脳機能からみた認知症

エイジングライフ研究所が蓄積してきた、脳機能という物差しからアルツハイマー型認知症を理解し、予防する!

脳卒中の後遺症ー右脳でできること・左脳でできること

2017年06月11日 | 右脳の働き

フェイスブックは思いがけない情報が飛び込んできます。例えば「友だち(私の場合は会ったことのある知人)」が、ある記事に「いいね」をしたらそのお知らせが来るのです。自分からは多分見ないだろうし、存在も知らないページを紹介してもらうことになるわけですね。
最近の散歩道で出会った花たち。ジャカランダ

「みんなの介護」というページに三人の「友だち」が「いいね」をしていました。
これから連載される、6年前に「クモ膜下出血」に襲われたコータリさんという方のエッセイです。コータリさんは要介護5のコラムニストと紹介されています。
ざっくりと言ってしまえば、クモ膜下出血は1/3が死亡、1/3が軽いものから植物状態まで含めて後遺症ありで生存、1/3が回復(とされますが、その中に前頭葉の機能障害を残す人たちがいます)といわれます。
それは治療方法とか設備や技術という前に、どの血管がどの程度に破裂したのかという、むしろその人が生来持っていた条件によって決められるのですが。最近は未破裂動脈瘤(これが破裂するとクモ膜下出血をきたします)の予防的な処置が行き届いてきてますから、この割合は少し変わったかもしれません。
ジャガイモの花。昔ヨーロッパでは花を観賞用にするために育てたのだとか。

さて、コータリさんはずいぶん重い後遺症に襲われたようです。
「一生、目を覚まさないかもしれない」といわれたと書かれていましたから。そして急性期の大学病院、リハビリ病院で1年間の入院生活を余儀なくされて、次の転院は療養型の所といわれたそうです。胃ろうがあって、タンも喉からとって、意識水準もあやふやな状態…
ところが、ご家族がリハビリ病院を希望され、その後在宅を選択された。
ウツボグサ

実は今日のブログはそのリハビリ病院での出来事についての解説をしたいのです。
引用をさせていただきましょう。以下引用は青字。

_課題_
上に示したクモ膜下出血の後遺症をめぐる文章を、最後の文の次から書き継いでください。

_提供データ_
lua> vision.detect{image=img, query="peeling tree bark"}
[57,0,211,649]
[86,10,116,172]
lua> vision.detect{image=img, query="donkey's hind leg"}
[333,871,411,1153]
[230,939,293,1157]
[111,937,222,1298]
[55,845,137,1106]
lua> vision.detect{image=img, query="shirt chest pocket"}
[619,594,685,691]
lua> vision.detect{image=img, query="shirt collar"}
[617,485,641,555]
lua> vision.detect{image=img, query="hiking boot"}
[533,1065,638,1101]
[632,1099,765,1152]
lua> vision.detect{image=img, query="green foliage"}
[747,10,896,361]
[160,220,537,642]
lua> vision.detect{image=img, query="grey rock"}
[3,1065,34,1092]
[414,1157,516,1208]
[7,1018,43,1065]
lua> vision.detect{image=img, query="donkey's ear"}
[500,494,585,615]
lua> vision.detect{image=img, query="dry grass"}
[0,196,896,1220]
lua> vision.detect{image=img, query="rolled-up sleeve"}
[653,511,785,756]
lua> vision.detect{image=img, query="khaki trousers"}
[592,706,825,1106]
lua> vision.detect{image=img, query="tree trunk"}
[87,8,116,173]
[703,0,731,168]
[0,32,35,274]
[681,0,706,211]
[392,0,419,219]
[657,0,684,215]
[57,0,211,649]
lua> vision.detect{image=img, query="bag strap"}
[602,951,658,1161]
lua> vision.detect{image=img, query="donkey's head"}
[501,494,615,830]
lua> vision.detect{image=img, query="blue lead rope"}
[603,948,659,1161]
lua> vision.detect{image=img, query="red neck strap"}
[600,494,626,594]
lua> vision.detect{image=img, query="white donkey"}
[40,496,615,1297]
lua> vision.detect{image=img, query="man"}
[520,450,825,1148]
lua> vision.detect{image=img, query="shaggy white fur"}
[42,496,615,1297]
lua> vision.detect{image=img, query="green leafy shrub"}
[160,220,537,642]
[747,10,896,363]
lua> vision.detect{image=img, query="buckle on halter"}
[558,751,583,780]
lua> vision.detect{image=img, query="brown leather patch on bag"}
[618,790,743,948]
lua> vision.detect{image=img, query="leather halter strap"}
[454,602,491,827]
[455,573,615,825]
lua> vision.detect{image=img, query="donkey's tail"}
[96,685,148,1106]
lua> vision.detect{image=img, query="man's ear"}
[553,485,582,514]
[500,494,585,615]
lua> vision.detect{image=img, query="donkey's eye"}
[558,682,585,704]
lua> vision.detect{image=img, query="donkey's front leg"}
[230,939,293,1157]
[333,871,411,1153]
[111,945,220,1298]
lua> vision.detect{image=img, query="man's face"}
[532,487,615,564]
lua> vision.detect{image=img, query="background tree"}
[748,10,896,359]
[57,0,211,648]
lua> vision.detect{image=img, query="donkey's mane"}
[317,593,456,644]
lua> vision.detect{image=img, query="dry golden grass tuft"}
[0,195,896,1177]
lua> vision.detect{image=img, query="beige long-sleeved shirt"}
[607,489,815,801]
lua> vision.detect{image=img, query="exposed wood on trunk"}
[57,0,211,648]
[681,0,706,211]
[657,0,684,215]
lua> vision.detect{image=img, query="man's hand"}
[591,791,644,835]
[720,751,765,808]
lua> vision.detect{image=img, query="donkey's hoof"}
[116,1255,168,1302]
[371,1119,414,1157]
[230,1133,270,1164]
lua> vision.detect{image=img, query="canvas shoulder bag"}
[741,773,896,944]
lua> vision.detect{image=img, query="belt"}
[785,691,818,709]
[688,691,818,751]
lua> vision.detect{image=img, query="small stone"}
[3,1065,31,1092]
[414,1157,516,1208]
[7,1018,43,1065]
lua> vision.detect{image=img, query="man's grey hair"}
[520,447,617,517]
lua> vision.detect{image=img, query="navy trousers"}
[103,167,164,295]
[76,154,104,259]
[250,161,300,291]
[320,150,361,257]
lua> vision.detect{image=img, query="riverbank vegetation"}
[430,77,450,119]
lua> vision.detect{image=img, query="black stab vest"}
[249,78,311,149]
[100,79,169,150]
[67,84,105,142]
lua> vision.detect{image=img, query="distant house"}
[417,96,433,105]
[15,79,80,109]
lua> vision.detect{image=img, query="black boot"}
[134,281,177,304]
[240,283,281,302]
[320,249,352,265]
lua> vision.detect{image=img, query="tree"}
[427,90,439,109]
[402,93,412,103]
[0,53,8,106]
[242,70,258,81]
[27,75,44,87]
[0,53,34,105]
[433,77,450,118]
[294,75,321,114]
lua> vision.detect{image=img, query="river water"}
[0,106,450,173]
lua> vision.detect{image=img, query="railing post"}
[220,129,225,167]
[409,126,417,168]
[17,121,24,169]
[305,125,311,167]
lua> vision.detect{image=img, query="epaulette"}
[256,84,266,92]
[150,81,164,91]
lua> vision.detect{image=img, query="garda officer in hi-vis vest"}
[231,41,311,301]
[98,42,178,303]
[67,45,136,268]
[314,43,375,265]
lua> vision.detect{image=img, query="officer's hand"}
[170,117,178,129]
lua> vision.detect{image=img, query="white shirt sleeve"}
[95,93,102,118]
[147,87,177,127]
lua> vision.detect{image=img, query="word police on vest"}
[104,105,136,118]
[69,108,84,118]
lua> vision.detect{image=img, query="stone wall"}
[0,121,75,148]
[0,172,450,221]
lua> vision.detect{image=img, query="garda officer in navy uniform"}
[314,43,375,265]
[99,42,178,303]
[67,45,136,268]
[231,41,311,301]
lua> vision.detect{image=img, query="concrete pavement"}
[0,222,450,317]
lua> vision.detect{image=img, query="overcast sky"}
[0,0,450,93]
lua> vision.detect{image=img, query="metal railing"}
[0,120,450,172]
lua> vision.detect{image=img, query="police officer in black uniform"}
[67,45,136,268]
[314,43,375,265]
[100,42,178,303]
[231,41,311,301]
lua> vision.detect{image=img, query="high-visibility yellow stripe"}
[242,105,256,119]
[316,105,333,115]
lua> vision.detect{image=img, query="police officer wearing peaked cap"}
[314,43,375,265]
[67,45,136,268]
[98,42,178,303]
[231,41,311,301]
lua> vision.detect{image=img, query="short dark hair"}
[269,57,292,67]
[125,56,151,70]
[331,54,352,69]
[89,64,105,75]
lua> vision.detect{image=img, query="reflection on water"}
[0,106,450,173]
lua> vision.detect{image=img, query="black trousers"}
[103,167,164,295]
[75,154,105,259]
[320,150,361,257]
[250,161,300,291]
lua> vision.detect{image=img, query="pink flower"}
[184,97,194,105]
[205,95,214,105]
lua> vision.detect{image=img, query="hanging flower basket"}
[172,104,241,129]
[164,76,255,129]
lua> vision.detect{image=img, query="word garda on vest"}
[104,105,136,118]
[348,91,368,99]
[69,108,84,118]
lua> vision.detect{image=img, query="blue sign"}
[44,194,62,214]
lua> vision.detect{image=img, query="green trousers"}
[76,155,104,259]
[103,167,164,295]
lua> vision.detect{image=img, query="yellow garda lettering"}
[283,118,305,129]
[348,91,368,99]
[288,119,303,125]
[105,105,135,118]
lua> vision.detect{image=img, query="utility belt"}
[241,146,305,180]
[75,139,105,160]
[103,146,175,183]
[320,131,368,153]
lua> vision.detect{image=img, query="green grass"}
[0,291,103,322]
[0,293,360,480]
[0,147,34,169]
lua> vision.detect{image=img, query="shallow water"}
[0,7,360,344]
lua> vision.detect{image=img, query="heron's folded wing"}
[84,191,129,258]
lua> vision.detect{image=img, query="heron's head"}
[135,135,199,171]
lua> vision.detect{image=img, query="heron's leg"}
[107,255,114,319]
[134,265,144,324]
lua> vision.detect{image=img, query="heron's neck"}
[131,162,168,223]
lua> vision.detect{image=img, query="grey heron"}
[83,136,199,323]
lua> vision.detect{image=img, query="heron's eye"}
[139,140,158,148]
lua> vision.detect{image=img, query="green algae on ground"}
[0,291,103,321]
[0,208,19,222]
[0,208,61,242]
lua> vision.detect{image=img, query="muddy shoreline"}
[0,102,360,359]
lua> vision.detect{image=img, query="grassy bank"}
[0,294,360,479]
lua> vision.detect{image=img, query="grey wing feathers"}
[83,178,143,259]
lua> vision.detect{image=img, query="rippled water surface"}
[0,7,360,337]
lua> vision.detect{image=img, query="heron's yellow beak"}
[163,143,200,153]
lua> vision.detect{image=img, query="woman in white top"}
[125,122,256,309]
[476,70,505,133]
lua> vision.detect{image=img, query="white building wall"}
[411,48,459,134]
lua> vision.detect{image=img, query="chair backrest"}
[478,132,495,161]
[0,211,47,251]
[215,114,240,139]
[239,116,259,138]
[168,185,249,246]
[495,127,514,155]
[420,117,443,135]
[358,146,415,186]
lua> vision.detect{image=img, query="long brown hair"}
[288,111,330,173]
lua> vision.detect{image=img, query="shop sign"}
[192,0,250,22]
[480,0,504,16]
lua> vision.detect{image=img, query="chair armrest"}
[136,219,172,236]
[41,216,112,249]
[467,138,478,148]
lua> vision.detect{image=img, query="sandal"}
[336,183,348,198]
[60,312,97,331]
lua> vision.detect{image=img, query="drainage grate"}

_解答_
「ボクはもちろん劣等生でなにもできない。やる気なんてない。でもスパルタなリハビリ病院に入ったので、嫌でも毎日リハビリは続く。」
この「やる気のなさ」そのものが右脳障害の後遺症というとらえ方が、本当にありません。左脳障害の方々は、失語症や利き手の障害を抱えながら、努力を続けることがほとんどです。これは良い悪いを言っているのではなく、後遺症と理解することで対応が変わるのではないかということが言いたいのです。
家族と当直の看護師さんと面会時間ギリギリまで食べて、はみがきもする。うがいもできない。どうやるのかも思い出せない。「パパ、ペッってやるんだよ」と言われても思い出せない。」
思い出せないのではありません。脳障害の後遺症としての失行です。上にあげられた例は左脳の障害で起きるとされています。
満開のシモツケソウ

その厳しいリハビリ病院から、自宅へ退院されました。ご家族の覚悟はどれほどだったか…
「左半身は麻痺が残り、歩くこと立つことはもとより寝返りも自分ではうてない。しゃべることも苦手。トイレにだって行けない。ほとんどなにもできない」
左半身のマヒということは、右脳がダメージを受けたということです。上肢のことは書かれていないということは下肢により強い後遺症があったのでしょう。そうすると右脳の後半の方がダメージが大きかったことになります。利き手でない左手が思い通りに動かなくても、利き手が動けば問題はないというだけかもわかりませんね。

「しゃべることも苦手」
ここからは二つ考えなくてはいけません。一つはマヒが喉や口の筋肉にまで及び、声を作ることが難しい(構音障害)をきたしている。これはしゃべれないと表現されますが、正確にはしゃべりにくい、ろれつが回らないので周りの人に理解してもらうのが難しい状態です。失語症ではないのです。もう一つは文字通り「しゃべれない」あたかも知らない外国語が話せないようにといえば理解しやすいかもしれません。これが失語症です。

「家族は大変だったに違いない。その頃は、申し訳ないと思う余裕もない。」
後遺症の程度や個人差にもよりますが、このような傾向は右脳障害の後遺症としてのほうがよくみうけられます。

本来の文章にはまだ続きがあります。